Texte source:
________
La mélodie grégorienne
Si ou si bémol ?
Nous retrouvons dans cet introït le problème de l’attribution ou non d’un bémol aux si (cf. mon commentaire sur l’introït Laetare). Il est certain que l’attribution ou non à certains si d’un bémol peut jouer sur le caractère (ethos) de la pièce.
Le manuscrit de Einsiedeln datant du X° s. (voir photo ci-dessus) comme celui de Notre-Dame de Laon datant de la fin du IX° s. (voir photo ci-dessous) n’indiquent pas les hauteurs précises des notes et donc d’éventuels si bémols. Les chantres connaissaient par cœur les mélodies et les neumes indiquaient principalement le rythme avec parfois quelques indications de hauteur relative par des lettres (comme par exemple l = levate-levez) ou une disposition des neumes les uns par rapport aux autres (manuscrit de Notre-Dame de Laon)
________
[Enregistrements de pointage d'objets sur photos]

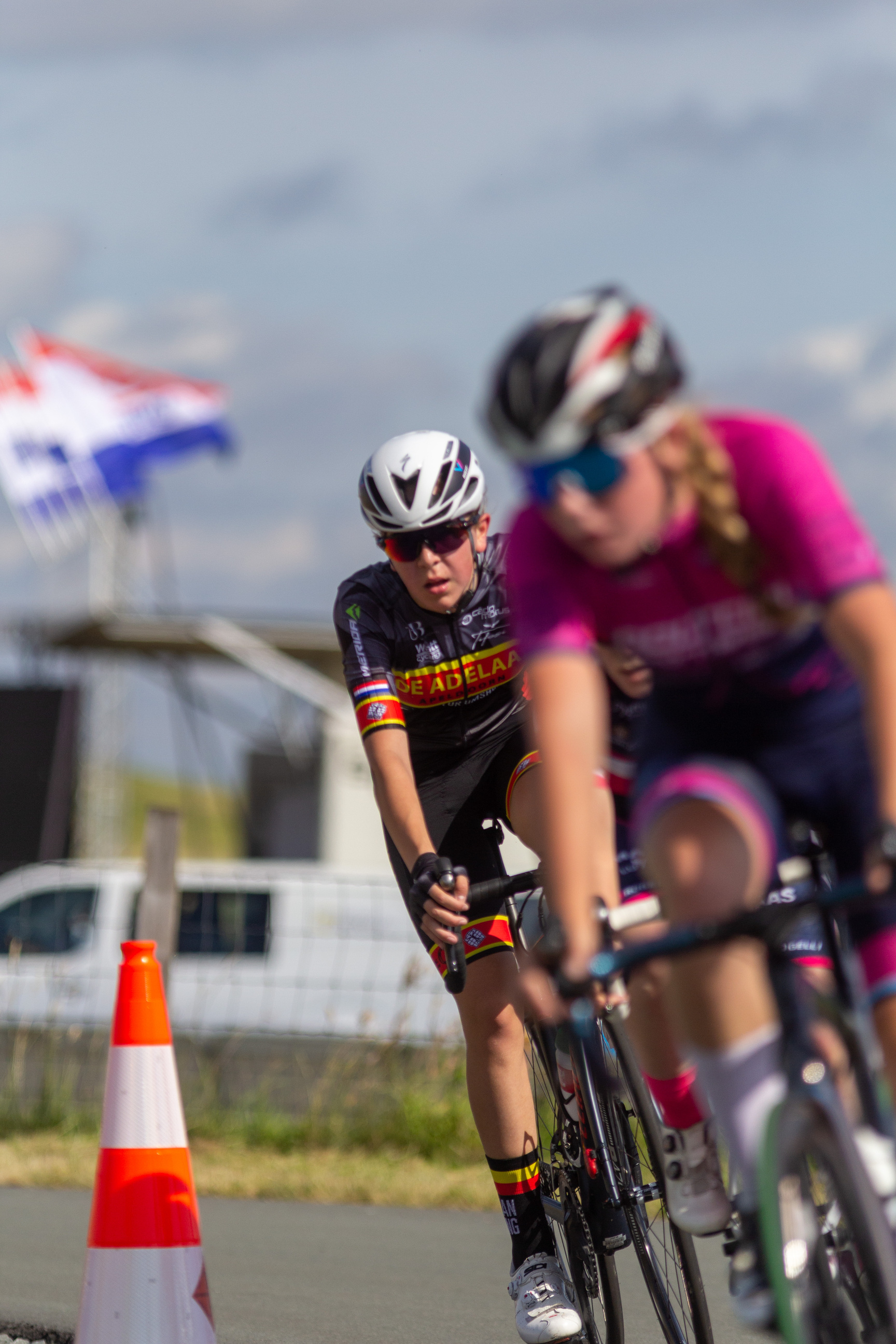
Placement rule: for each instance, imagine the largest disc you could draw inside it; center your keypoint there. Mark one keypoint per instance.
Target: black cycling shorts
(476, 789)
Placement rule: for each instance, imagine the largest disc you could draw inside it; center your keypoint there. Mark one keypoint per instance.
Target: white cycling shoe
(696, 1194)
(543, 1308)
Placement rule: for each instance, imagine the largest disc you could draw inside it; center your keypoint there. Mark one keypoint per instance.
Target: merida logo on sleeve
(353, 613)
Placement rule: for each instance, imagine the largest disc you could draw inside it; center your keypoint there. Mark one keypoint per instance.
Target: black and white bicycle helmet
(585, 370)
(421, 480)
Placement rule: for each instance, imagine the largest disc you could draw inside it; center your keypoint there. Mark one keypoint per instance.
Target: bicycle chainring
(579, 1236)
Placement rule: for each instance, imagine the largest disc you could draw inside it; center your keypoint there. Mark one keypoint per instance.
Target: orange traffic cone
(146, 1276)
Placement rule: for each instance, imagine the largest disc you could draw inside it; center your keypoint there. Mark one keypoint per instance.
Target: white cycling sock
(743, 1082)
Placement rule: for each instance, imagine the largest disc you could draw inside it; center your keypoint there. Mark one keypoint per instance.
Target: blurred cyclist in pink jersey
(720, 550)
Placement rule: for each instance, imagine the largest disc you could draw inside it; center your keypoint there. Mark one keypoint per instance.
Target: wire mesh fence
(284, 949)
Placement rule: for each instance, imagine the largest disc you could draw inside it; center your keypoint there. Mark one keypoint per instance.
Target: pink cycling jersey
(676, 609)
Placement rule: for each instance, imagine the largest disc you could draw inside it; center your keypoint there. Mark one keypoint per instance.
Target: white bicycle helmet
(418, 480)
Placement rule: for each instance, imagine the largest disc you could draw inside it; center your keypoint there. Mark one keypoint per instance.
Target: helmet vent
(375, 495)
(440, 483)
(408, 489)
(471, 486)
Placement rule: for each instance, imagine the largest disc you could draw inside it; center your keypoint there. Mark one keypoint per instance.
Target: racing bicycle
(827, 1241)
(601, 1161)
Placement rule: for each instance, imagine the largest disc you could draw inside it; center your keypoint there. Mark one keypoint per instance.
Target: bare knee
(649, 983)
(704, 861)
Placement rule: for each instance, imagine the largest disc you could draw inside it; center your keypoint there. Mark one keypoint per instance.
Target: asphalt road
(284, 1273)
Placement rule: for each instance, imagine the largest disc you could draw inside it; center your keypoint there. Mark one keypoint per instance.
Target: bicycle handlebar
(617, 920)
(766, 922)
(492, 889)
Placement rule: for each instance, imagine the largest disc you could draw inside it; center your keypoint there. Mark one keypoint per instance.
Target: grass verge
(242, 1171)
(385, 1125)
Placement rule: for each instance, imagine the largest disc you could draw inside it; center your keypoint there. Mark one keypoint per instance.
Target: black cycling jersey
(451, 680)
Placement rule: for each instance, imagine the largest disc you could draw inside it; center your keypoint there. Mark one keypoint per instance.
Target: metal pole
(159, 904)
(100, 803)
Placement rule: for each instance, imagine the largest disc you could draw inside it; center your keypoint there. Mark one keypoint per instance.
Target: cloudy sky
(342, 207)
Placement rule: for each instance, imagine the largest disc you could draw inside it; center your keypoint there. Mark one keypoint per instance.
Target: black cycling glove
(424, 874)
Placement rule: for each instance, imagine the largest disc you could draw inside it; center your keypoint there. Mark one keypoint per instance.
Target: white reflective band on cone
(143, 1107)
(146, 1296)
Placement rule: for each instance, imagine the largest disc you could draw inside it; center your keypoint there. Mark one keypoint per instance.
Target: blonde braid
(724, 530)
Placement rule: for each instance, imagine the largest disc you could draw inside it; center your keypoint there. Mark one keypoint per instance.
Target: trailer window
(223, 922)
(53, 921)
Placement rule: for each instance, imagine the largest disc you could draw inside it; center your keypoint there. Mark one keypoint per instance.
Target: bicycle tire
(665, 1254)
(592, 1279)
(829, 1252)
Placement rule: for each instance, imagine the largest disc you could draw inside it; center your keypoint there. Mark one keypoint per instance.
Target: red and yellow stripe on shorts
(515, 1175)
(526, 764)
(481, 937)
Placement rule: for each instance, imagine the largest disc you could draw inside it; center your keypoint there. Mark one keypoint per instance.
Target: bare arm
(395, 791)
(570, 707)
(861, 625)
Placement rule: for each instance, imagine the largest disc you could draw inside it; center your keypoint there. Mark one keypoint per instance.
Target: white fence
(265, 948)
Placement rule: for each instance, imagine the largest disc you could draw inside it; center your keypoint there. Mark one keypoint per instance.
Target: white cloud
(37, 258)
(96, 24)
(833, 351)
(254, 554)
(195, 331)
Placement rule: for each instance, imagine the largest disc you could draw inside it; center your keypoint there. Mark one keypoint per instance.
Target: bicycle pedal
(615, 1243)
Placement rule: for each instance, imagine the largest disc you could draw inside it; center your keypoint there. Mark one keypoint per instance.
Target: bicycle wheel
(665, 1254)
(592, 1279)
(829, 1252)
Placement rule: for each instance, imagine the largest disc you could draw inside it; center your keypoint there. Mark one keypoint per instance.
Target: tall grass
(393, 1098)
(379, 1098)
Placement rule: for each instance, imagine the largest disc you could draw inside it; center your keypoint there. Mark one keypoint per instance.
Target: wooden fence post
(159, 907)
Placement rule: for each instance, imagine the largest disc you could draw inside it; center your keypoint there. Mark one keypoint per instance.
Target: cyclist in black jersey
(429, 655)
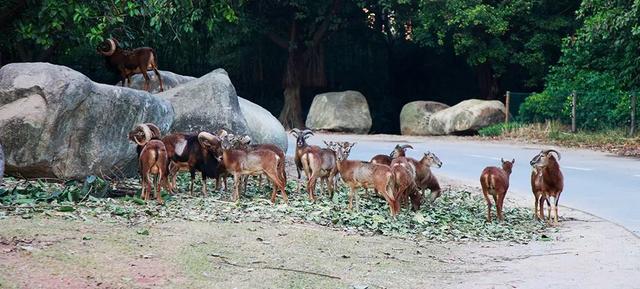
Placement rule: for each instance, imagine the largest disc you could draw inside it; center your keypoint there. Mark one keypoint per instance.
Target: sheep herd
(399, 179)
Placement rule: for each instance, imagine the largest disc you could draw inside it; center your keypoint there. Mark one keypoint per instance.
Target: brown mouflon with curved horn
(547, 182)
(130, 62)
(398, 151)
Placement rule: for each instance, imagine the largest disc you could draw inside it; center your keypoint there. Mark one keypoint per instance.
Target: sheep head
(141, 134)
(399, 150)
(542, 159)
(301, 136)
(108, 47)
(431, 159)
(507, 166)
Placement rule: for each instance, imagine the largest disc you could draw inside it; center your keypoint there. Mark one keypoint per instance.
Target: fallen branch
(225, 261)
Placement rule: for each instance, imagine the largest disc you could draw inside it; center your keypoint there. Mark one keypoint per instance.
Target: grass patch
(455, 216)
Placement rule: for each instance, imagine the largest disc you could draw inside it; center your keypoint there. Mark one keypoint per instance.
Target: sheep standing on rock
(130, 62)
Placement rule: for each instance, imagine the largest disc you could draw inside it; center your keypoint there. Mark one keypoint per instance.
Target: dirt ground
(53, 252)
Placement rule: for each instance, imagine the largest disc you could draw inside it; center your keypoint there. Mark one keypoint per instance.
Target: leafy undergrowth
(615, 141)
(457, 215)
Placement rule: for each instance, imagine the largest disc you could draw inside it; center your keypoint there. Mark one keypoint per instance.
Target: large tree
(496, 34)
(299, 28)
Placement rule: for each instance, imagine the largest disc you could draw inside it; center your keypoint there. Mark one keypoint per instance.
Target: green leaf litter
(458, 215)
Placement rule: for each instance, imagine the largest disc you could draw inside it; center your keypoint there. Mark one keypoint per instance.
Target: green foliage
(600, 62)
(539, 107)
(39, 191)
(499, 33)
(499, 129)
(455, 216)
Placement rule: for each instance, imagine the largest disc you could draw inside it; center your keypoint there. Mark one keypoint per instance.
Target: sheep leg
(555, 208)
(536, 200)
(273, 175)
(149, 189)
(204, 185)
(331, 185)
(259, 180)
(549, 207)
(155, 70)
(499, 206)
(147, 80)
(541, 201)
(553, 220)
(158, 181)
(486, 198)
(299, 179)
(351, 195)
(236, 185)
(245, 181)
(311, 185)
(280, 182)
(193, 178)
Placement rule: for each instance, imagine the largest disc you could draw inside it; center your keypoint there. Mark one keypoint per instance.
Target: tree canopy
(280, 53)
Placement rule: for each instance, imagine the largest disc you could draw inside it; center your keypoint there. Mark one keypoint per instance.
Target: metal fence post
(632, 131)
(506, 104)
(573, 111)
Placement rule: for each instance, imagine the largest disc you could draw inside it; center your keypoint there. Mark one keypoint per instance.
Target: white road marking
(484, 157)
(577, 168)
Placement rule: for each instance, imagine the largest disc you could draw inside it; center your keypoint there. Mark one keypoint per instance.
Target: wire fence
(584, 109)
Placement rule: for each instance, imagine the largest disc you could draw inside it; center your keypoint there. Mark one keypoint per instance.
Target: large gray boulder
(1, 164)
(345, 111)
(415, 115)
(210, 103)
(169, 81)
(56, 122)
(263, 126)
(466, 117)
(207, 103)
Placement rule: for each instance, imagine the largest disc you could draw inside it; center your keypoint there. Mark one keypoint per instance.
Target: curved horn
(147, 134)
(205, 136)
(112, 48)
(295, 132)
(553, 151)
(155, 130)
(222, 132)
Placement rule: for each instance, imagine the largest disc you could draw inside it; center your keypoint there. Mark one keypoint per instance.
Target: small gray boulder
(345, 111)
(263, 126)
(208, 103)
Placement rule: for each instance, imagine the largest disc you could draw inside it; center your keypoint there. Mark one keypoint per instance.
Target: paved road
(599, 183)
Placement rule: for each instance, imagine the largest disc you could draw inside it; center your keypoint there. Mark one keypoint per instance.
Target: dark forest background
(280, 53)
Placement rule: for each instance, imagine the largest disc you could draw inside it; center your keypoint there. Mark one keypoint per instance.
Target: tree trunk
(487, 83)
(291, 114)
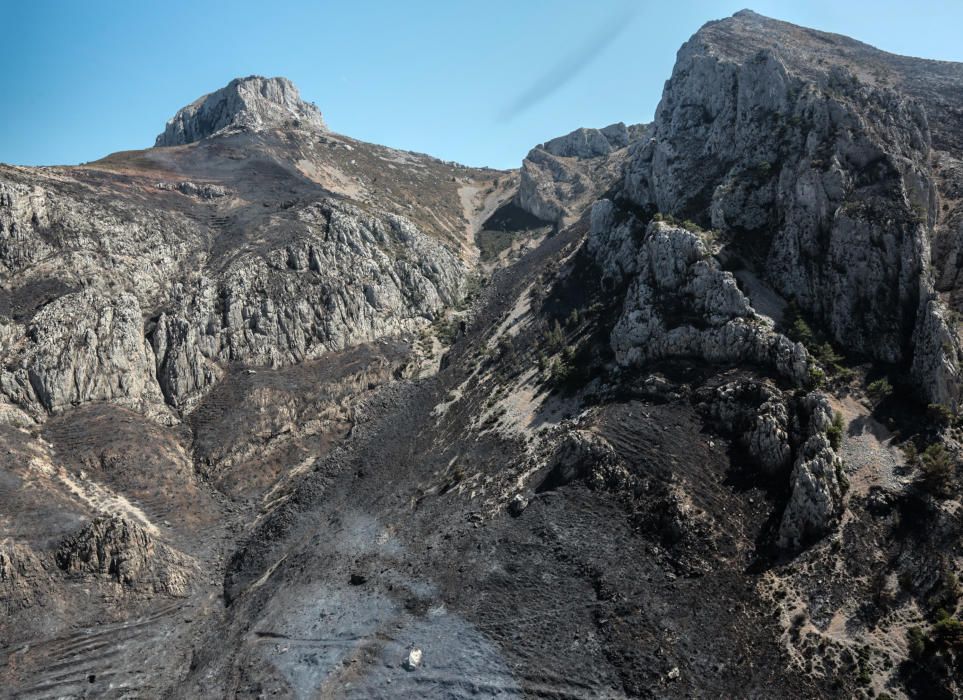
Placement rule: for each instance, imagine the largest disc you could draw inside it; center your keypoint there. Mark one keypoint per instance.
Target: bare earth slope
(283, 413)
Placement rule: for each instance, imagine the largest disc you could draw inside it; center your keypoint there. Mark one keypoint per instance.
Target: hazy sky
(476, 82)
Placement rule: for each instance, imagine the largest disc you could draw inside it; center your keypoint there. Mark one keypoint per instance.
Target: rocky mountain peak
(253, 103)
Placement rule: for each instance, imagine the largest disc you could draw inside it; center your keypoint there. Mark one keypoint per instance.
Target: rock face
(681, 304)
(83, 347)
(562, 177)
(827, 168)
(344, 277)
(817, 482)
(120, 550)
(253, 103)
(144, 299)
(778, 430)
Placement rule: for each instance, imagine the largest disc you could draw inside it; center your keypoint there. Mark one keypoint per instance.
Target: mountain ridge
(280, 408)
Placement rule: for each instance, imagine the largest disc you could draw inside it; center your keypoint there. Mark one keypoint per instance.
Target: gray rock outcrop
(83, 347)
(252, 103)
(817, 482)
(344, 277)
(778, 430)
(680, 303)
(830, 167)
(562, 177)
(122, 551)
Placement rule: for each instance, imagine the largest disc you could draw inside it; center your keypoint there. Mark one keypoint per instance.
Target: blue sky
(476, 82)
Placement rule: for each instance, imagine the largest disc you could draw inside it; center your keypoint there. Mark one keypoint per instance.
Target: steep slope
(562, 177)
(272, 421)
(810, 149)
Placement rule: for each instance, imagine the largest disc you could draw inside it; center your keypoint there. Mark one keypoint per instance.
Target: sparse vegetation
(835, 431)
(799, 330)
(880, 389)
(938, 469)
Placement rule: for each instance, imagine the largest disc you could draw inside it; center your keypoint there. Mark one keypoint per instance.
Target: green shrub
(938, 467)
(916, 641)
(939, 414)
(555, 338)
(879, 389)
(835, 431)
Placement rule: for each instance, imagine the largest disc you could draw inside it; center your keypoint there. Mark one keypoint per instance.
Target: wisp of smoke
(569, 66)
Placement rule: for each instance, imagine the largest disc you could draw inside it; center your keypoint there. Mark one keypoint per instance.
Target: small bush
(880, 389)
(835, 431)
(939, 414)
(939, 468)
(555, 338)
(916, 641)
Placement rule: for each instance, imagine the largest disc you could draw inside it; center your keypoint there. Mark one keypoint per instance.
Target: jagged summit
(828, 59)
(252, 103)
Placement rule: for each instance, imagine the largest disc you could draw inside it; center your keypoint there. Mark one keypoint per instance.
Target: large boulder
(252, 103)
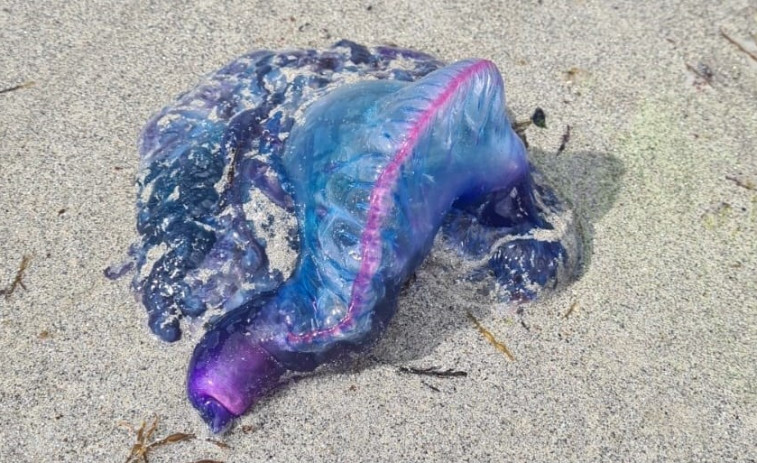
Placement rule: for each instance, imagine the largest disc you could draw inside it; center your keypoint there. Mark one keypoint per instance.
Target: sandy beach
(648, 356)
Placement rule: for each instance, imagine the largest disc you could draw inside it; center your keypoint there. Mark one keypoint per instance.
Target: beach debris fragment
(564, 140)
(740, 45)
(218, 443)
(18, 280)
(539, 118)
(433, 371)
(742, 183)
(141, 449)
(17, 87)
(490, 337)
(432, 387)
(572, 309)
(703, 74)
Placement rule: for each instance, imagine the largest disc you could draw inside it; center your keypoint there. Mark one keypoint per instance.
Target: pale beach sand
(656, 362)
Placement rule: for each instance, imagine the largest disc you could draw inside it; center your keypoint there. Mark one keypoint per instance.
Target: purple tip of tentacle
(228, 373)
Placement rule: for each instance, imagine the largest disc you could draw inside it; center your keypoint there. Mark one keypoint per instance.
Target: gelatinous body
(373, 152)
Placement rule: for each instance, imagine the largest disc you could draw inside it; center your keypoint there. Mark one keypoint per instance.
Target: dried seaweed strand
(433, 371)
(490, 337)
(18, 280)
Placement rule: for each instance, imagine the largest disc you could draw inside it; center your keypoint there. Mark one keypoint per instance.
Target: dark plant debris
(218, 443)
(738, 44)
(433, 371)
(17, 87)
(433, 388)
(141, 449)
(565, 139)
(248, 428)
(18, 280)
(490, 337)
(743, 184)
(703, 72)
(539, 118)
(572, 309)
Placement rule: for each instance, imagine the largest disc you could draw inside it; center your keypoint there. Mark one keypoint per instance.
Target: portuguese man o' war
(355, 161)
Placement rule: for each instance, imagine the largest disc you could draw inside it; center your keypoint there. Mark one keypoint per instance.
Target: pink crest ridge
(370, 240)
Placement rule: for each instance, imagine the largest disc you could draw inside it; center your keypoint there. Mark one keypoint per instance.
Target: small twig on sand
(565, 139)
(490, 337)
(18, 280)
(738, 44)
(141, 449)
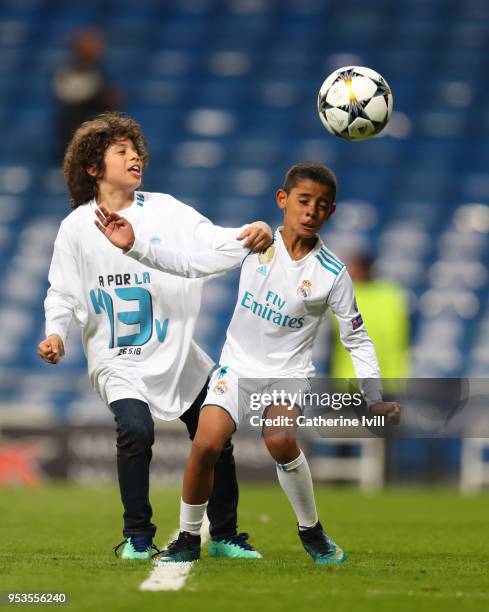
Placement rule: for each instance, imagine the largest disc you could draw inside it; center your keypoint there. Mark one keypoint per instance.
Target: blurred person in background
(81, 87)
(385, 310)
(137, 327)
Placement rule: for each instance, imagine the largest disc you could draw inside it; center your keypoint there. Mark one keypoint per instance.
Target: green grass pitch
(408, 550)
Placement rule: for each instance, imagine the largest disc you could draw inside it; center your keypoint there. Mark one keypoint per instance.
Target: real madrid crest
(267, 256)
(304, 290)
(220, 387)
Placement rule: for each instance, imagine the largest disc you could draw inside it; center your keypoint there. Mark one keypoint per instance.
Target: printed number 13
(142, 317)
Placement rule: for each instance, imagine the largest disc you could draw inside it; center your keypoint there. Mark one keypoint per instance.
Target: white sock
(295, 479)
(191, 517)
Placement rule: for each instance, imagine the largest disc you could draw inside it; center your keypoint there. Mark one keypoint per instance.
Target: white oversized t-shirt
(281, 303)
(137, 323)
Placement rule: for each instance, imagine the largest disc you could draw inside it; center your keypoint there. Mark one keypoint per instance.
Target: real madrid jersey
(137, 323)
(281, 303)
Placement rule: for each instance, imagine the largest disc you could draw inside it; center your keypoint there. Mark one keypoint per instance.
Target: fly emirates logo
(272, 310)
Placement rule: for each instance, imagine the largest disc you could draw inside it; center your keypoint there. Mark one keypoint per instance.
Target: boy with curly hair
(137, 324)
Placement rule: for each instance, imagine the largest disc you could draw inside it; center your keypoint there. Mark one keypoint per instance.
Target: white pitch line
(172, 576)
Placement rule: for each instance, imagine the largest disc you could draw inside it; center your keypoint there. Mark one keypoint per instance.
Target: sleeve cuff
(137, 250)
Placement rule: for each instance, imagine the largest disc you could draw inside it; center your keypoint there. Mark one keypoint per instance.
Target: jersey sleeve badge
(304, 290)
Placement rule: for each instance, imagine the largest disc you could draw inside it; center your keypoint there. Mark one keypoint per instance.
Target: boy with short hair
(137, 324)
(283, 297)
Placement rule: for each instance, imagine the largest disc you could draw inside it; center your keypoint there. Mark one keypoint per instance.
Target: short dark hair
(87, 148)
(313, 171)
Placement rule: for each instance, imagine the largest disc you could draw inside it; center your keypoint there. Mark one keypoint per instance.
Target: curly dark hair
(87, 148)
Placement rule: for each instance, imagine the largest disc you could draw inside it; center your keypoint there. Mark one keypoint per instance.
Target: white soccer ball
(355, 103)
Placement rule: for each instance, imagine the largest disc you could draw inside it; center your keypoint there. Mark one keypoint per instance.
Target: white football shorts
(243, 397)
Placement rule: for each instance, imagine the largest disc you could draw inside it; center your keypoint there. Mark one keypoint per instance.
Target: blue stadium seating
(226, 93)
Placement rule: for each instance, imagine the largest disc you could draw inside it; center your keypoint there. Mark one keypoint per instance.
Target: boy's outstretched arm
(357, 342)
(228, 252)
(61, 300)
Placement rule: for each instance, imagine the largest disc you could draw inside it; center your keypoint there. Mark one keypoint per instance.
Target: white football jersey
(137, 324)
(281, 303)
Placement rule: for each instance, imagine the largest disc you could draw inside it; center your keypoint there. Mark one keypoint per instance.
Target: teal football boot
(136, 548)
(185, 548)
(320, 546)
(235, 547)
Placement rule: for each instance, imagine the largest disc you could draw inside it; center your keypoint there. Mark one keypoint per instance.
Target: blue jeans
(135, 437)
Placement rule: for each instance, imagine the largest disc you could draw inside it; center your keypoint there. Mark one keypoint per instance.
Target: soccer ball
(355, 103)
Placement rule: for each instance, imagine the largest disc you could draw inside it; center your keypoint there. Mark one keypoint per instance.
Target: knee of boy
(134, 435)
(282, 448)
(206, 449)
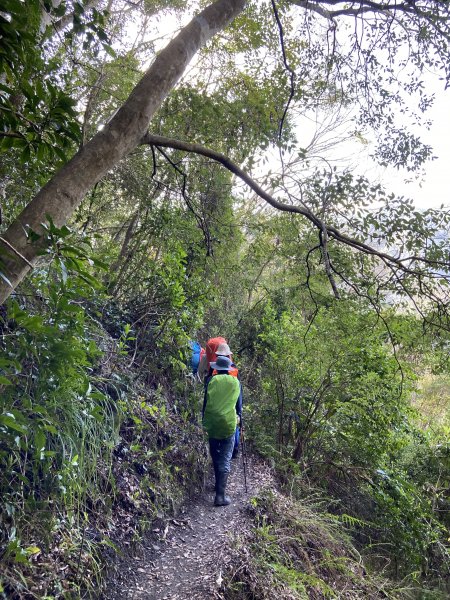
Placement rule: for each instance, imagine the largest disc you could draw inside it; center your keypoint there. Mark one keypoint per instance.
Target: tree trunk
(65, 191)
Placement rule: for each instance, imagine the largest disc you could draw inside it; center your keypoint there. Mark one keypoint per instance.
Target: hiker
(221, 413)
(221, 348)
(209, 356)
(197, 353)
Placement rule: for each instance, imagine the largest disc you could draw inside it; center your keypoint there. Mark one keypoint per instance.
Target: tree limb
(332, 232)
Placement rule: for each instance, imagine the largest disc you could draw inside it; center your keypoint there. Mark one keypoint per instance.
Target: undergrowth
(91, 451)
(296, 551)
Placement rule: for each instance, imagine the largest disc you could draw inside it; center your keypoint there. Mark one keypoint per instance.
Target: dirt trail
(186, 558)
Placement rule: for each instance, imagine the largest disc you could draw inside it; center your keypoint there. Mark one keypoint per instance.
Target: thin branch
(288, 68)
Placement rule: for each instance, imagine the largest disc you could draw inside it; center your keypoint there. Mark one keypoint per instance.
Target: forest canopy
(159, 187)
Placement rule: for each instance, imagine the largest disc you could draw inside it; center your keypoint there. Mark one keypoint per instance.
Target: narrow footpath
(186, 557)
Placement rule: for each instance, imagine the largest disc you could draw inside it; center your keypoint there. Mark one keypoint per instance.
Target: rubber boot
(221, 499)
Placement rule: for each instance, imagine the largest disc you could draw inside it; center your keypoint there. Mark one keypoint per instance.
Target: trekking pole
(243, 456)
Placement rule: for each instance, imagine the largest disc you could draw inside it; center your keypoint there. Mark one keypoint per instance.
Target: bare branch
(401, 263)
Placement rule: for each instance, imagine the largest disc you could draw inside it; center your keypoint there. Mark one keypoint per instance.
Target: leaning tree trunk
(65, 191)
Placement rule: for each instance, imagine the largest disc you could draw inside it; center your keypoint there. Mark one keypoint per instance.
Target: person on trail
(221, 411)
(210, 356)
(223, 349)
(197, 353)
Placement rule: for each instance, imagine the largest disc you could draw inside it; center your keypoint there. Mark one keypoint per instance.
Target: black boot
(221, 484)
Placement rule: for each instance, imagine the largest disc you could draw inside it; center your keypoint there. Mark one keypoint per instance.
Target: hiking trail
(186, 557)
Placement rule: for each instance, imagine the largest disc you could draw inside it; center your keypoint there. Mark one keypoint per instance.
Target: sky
________
Consigne 1:
D'après le texte sur la mélodie grégorienne, qu'indiquaient principalement les neumes ?
Consigne 2:
Poursuivez le texte sur la mélodie grégorienne à partir de la dernière phrase donnée.

Résultat 1:
Les neumes indiquaient principalement le rythme, avec parfois quelques indications de hauteur relative.

Résultat 2:
Le graduel de l’abbaye de Bellelay (voir photo ci-dessous) été rédigé vers 1140-1150 et il indique les hauteurs (diastématie). Il indique seulement deux si bémol notés b sur les deux Deus, ce qui paraît cohérent pour une même formule mélodique (sol-si-la-sol).
Les moines de Solesmes, sur la base comparative de plusieurs autres manuscrits, ont choisi, pour l’édition du graduel Triplex, d’attribuer ou non un bémol aux si. Dom Daniel Saulnier (« Les modes grégoriens », Ed. Solesmes, 1997, p. 71) indique pour le 4ème mode auquel appartient notre introït quelques tendances. Ainsi au premier Deus est attribué un bémol justifié par le sol, corde de récitation, mais pas au second Deus en le justifiant par le la, corde de récitation avec présence d’un do aigu.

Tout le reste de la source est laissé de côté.